> [Tarefas do exercício]:
1. Por favor, reescreve de forma mais breve o parágrafo do texto sobre jogos económicos que começa por «Para esta conversa ter pés e cabeça», mantendo os factos principais.
2. Escreve a continuação do texto sobre jogos económicos a partir do ponto em que termina.

> [Texto de origem]:
══════

Afinal de Contas o Que Raio É um Jogo Económico?

Escrito por Francisco Maia.

Esta pergunta surge vezes e vezes sem conta no meu dia a dia. O carteiro chega, "Lemon, o que é um jogo económico?". Ligo a televisão e lá está o Rodrigo Guedes de Carvalho "hoje às 19h perguntamos a Lemon o que é um jogo económico."

Estou farto. Vou terminar o debate de uma vez por todas e cessar todos os males do mundo.

Para esta conversa ter pés e cabeça, é necessário admitir duas coisas: primeiro, não estou aqui para ensinar nada a ninguém. Isto é a minha definição de jogos económicos e não deriva de absolutamente nada que não experiência pessoal. Segundo, rótulos são divertidos! É uma forma de estruturar sistemas, facilitar comunicação, e não devem ser levados muito a sério.


Como definir um jogo Económico?

Então vamos a isso. Os três ingredientes para definir a  Pureza Económica ™ de um jogo de tabuleiro:

  1. O jogo deve simular primariamente uma dinâmica de mercado, e não apenas possuir um mercado como adição a outros sistemas centrais.
  2. Para além de funcionarem como determinantes de vitória, Victory Points devem ser a moeda única do jogo.
  3. Deve ser desprovido de uma infraestrutura de produção de VPs alheia à simulação de mercado e moeda única.

Como já devem estar a pensar, isto não pode ser preto e branco. Estas três directivas apontam para a pureza de um jogo na sua aproximação a uma simulação económica e será possível que um jogo se comprometa com uma e não com as outras. Jogos caem num espectro e não num binómio de ser ou não económico. Mais sobre isto lá em baixo.

Simulação de Mercado

"O jogo deve simular primariamente uma dinâmica de mercado, e não apenas 
possuir um mercado como adição a outros sistemas centrais."

Se estamos a falar de jogos, estamos a falar de simulações mais ou menos simplificadas de sistemas reais, sejam de produção, economia, guerra, transporte, etc. Se um jogo económico procura simular um sistema do mesmo género, então tem de simular as suas características base, nomeadamente a mais pertinente para jogos - procura e oferta, e é na satisfação dessa oferta que os VPs e moeda são gerados.

══════

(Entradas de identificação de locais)
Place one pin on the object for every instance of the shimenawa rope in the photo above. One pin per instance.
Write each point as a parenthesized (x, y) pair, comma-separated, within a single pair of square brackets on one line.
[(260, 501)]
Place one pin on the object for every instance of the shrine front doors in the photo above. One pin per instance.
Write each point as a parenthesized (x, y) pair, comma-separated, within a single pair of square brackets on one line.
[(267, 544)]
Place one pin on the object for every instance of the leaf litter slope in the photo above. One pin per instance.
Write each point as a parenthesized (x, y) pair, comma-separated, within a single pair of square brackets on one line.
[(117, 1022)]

══════

> [Respostas por ordem]:
1. É preciso admitir duas coisas. Primeiro, o autor não pretende ensinar nada a ninguém, porque esta definição de jogos económicos vem apenas da sua experiência pessoal. Segundo, os rótulos são divertidos e servem para estruturar sistemas e facilitar a comunicação, mas não devem ser levados muito a sério.

2.
Mais do que isso, existe uma flutuação financeira gerada pelos intervenientes neste mercado. Embora um dólar seja um dólar, o resto dos objectos valiosos (seja uma carta, um lugar no mapa, uma share, um recurso) tendem a flutuar de acordo com a estima que os jogadores lhe derem durante o jogo. A jogabilidade dos Económicos tende a ser o mais emergente possível - os valores das acções dos jogadores dependem quase unicamente do que os outros jogadores estão a fazer e não do conjunto de regras do jogo.

Poderão já estar à minha frente e terão previsto a conclusão lógica disto: há certas mecânicas e mecanismos que são inerentemente económicos, por exemplo leilões e especulação. Vejamos então um exemplo.

Em  Modern Art  os jogadores têm uma mão de cartas (quadros de arte) e no seu turno decidem pôr um a leilão. Quem der mais, fica com o quadro. Quanto vale o primeiro quadro posto a leilão no jogo? Literalmente ninguém sabe. O valor real desse quadro vai ser definido não só pelas próximas jogadas dos jogadores, mas também pela escassez ou abundância dos quadros colocados em jogo

Um exemplo contrário a isto seria uma abóbora no  Agricola . Embora o interesse nela para efeitos de facilitação de outras acções possa variar, o seu valor absoluto não varia. Vale 1VP ou 1 Comida.

Cash Rules Everything Around Me

"Para além de funcionarem como determinantes de vitória,
Victory Points devem ser a moeda única do jogo"

Falemos então de abóboras. Em Agrícola temos 3 moedas: comida como sustento, comida como capital, e animais. O rico capital pode ser trocado por mais benefícios, o sustento por sobrevivência, e os animais por comida. O capital pode comprar formas de fazer VPs, mas no final não determina vitória. O que o faz é a eficiência com que esse capital foi utilizado.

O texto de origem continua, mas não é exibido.